• _REQUIRED WORK_
Lines from the one with "[1107, 568]" through the end of the listing below should be set down exactly, with no other line included.

━━━━━ RECORDS FOR THE EXERCISE

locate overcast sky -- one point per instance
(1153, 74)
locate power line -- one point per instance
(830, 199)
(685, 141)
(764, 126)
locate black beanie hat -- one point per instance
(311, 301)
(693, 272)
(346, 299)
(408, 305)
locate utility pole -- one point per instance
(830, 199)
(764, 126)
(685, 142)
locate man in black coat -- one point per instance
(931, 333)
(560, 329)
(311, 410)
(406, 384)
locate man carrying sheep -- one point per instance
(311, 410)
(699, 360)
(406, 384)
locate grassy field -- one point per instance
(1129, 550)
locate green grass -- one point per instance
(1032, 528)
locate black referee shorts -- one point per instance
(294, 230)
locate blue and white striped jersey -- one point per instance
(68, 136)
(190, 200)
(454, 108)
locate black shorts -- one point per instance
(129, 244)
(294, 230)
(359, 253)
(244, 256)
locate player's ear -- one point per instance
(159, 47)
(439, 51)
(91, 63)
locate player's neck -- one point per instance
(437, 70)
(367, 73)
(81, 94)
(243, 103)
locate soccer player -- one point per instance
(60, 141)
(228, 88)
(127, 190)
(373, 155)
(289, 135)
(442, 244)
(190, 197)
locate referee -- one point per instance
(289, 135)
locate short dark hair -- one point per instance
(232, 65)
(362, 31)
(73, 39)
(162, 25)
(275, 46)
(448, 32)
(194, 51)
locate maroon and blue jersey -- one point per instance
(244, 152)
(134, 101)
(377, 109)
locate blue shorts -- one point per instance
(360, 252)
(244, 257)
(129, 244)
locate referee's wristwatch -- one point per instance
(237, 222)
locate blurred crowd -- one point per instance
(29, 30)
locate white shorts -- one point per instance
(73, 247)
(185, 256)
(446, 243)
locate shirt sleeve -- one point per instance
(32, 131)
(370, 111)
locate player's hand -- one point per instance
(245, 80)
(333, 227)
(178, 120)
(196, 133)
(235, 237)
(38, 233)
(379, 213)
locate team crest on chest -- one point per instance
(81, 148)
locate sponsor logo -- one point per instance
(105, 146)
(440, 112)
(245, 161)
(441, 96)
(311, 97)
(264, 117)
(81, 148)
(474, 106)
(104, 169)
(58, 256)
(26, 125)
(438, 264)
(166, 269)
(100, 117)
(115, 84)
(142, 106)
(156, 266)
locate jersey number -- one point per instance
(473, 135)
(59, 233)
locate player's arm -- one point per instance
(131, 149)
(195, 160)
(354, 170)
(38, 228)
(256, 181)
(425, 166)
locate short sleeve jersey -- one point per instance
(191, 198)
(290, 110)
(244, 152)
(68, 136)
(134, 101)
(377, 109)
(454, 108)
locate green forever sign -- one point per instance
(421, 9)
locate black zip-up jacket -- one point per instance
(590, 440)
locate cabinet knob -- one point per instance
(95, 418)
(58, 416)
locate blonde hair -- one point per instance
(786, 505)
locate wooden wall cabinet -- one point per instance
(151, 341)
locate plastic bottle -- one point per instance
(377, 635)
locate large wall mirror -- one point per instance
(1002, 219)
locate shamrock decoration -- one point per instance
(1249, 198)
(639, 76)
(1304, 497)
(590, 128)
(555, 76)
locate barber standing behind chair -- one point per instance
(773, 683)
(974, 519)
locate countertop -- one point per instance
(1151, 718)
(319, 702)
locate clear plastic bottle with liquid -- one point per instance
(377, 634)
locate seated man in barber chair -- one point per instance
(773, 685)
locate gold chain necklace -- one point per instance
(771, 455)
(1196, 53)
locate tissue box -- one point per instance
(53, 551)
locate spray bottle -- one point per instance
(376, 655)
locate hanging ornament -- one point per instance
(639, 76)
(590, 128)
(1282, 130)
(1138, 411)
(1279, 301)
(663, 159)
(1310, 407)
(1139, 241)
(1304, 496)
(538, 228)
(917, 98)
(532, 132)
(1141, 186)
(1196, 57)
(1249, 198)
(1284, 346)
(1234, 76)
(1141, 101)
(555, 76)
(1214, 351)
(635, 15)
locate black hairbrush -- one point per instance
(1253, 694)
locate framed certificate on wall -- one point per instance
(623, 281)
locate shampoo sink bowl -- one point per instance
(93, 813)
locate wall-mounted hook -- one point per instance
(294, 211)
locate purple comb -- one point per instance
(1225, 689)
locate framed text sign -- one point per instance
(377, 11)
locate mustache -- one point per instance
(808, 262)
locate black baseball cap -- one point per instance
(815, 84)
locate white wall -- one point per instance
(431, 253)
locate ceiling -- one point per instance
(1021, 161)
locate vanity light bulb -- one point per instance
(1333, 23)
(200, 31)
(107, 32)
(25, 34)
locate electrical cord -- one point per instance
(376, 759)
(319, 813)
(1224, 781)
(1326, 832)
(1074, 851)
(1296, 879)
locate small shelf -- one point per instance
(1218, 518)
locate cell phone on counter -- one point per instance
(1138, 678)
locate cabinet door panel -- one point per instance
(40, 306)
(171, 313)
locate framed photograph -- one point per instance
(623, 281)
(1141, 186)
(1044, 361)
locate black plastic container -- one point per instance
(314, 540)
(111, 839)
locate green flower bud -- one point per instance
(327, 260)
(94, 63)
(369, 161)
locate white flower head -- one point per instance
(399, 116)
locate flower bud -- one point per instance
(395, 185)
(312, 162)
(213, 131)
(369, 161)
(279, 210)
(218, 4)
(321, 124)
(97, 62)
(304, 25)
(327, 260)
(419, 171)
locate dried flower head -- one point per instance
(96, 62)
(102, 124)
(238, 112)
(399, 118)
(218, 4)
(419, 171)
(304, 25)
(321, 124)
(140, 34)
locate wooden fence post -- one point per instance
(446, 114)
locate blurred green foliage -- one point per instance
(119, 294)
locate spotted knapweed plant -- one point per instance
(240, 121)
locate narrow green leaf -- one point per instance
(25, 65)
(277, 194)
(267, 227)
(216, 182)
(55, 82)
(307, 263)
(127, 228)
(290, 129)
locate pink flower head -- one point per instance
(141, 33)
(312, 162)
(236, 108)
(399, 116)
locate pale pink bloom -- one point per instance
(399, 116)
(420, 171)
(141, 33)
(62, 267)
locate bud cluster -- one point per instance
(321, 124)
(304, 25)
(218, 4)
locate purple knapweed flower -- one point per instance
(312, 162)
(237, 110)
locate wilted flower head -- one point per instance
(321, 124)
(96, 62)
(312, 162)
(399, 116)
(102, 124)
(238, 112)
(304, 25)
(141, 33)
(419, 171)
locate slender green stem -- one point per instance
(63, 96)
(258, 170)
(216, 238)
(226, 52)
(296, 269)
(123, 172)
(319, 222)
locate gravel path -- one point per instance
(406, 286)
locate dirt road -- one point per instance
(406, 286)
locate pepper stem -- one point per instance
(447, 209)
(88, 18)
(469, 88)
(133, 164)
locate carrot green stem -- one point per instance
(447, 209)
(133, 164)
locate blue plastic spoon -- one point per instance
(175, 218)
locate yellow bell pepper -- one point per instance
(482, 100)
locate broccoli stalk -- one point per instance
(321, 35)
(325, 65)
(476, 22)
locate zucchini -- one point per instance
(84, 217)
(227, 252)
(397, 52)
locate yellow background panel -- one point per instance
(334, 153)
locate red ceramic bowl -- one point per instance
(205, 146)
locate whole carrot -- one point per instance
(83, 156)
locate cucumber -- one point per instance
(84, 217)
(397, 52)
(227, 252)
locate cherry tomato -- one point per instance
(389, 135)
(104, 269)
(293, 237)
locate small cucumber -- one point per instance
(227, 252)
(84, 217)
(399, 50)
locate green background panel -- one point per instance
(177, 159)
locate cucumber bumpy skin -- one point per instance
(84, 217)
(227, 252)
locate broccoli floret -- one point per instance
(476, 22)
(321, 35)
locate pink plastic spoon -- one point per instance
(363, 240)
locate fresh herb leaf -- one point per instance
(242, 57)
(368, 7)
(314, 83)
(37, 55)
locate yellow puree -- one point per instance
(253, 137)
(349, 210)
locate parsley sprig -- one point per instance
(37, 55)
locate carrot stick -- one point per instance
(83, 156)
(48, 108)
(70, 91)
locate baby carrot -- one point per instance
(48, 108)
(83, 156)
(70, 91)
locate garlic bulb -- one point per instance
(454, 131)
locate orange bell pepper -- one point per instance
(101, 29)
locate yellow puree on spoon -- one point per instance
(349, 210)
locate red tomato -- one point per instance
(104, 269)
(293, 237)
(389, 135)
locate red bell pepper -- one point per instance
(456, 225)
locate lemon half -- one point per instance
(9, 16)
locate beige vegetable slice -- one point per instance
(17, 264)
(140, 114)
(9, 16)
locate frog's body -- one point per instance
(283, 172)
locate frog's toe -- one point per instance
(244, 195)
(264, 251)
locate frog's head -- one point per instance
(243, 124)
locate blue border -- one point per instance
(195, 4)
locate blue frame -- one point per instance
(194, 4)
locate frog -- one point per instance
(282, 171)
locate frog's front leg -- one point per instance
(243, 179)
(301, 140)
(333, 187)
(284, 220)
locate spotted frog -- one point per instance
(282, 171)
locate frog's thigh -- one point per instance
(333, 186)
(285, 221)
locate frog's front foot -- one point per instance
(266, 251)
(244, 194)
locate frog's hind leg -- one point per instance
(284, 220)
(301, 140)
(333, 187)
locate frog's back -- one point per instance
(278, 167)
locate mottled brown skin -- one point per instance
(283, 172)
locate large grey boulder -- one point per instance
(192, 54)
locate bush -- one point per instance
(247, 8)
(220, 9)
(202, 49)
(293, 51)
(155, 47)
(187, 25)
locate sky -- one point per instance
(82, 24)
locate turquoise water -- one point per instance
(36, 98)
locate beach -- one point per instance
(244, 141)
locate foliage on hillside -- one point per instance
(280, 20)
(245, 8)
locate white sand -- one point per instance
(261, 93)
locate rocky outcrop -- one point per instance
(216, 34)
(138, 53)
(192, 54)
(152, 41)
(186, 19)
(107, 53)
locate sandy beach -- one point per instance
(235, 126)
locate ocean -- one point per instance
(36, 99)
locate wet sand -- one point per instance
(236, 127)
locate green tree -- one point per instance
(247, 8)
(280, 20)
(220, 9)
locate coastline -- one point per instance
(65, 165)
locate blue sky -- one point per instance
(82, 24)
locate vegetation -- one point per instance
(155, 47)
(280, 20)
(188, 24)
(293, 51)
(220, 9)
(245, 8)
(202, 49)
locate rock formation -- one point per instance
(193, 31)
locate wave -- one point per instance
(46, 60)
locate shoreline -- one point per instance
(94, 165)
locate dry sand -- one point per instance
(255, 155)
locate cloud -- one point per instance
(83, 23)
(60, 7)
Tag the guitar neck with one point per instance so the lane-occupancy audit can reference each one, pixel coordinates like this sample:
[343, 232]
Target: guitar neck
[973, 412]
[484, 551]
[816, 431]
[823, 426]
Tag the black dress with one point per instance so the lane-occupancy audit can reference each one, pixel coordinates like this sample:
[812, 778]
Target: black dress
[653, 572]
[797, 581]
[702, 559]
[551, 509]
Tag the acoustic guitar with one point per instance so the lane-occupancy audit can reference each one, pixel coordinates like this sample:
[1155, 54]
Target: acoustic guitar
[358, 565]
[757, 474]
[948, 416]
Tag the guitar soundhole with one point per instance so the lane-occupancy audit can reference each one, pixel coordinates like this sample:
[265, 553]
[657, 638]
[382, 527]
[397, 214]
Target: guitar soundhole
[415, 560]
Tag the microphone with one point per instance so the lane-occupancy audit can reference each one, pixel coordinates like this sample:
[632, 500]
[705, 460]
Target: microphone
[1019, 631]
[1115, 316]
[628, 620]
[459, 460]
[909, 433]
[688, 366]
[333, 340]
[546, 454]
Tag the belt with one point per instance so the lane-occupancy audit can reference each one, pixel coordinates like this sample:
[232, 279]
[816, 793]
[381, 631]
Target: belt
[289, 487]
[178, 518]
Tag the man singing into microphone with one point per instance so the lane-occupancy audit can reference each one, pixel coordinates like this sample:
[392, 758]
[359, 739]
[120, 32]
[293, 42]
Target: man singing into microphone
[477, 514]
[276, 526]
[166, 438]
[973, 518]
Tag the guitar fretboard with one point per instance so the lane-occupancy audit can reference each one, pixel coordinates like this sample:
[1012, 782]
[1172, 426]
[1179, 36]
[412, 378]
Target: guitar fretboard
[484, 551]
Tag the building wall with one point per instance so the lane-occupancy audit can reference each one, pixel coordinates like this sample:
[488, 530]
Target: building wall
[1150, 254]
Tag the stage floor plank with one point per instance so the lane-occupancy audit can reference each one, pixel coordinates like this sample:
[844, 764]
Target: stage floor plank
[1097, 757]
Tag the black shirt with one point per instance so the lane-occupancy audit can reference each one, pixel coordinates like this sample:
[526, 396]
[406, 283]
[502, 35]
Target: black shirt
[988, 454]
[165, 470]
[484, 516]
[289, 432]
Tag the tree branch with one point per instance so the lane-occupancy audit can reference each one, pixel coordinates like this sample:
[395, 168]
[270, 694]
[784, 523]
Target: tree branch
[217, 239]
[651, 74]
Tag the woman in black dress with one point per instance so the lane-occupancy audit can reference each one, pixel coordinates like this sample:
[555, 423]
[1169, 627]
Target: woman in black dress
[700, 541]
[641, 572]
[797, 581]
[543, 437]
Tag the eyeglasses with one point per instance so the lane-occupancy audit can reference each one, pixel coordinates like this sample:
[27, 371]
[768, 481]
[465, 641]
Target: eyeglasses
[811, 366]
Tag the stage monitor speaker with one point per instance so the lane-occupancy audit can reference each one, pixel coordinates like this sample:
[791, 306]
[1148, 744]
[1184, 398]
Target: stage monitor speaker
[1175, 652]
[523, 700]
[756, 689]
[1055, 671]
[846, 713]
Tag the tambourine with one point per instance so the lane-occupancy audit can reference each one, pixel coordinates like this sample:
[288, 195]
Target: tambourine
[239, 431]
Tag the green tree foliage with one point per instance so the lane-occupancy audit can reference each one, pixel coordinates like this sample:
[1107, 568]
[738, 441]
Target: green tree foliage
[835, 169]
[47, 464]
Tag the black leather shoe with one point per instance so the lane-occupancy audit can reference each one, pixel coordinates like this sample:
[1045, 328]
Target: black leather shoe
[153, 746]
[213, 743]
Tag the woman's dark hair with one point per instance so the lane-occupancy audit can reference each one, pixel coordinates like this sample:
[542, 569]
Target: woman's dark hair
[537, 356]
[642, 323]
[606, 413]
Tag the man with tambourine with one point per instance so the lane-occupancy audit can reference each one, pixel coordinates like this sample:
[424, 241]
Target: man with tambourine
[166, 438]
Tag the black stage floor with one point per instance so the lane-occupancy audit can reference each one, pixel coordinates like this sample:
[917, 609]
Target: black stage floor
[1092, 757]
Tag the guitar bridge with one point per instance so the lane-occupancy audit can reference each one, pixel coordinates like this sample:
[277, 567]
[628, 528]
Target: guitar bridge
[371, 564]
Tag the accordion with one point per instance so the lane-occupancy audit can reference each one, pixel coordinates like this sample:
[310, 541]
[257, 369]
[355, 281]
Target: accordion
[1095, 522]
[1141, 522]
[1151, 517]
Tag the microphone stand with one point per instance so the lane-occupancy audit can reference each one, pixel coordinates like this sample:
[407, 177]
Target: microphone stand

━━━━━━━━━━

• _EXERCISE RESULT_
[1107, 568]
[738, 441]
Target: green tree foliage
[835, 169]
[47, 464]
Tag the black leather shoe with one point per instance so the lane-occupancy audit can reference each one, pixel coordinates like this sample:
[1045, 328]
Target: black leather shoe
[153, 746]
[213, 743]
Tag the woman's dark hair with one point per instance so the lane-occupancy audit can reference each one, pixel coordinates like this sample:
[542, 569]
Target: woman's dark hair
[537, 356]
[642, 323]
[606, 413]
Tag the man with tambourine with one point per instance so the lane-occupancy audit can reference each one, pixel coordinates like this sample:
[424, 241]
Target: man with tambourine
[166, 438]
Tag the black stage floor with one point per instance so the lane-occupancy audit can reference each one, pixel coordinates like this sample:
[917, 609]
Target: black stage floor
[1092, 757]
Tag the guitar bridge with one point per instance so the lane-occupancy audit can reference each one, pixel coordinates like this sample:
[277, 567]
[628, 528]
Target: guitar bridge
[371, 564]
Tag the accordion with one point per instance so the lane-occupancy audit can reference each one, pixel coordinates like this sample:
[310, 541]
[257, 369]
[355, 281]
Target: accordion
[1095, 522]
[1141, 522]
[1151, 517]
Tag the microphone stand with one point per instance so the lane-occupancy audit can reference each one, pixel coordinates like this sample:
[407, 177]
Target: microphone stand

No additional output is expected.